> _REQUIRED TASK_:
Please gather every line in the listing below that contains the word "Target" and copy each one in full. Treat the match as case-sensitive.

> _EXTRACTED MATERIAL_:
>> START

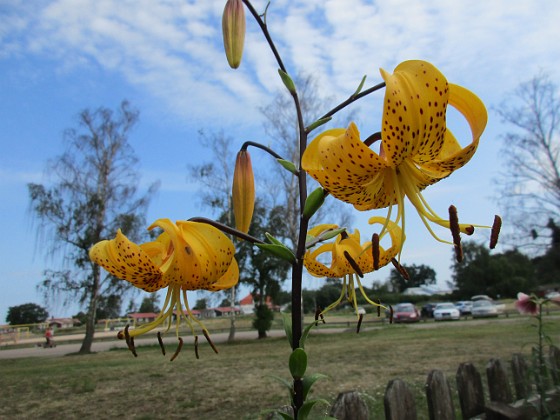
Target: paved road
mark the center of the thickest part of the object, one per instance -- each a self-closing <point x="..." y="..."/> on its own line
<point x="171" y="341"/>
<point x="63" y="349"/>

>> END
>> START

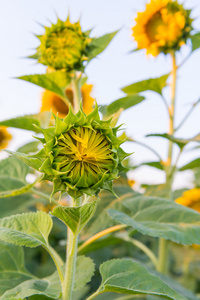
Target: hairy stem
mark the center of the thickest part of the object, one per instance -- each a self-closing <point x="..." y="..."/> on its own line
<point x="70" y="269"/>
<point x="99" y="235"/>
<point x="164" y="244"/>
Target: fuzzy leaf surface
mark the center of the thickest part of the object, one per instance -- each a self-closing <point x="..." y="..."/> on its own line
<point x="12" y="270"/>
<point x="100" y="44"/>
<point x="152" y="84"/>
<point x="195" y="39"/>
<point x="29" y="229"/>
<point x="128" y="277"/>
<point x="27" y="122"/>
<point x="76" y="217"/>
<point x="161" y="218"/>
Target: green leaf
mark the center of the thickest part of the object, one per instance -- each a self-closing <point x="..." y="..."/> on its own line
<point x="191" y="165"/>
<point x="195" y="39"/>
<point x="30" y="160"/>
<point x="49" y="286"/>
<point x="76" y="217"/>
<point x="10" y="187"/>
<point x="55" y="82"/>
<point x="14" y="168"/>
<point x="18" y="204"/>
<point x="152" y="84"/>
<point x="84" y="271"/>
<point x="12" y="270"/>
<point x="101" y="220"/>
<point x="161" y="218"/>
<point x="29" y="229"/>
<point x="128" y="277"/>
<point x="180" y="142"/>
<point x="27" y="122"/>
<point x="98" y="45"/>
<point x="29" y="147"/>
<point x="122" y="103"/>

>> END

> _FINAL ANSWER_:
Target: paved road
Target: hairy stem
Target: fuzzy leaf surface
Target: green leaf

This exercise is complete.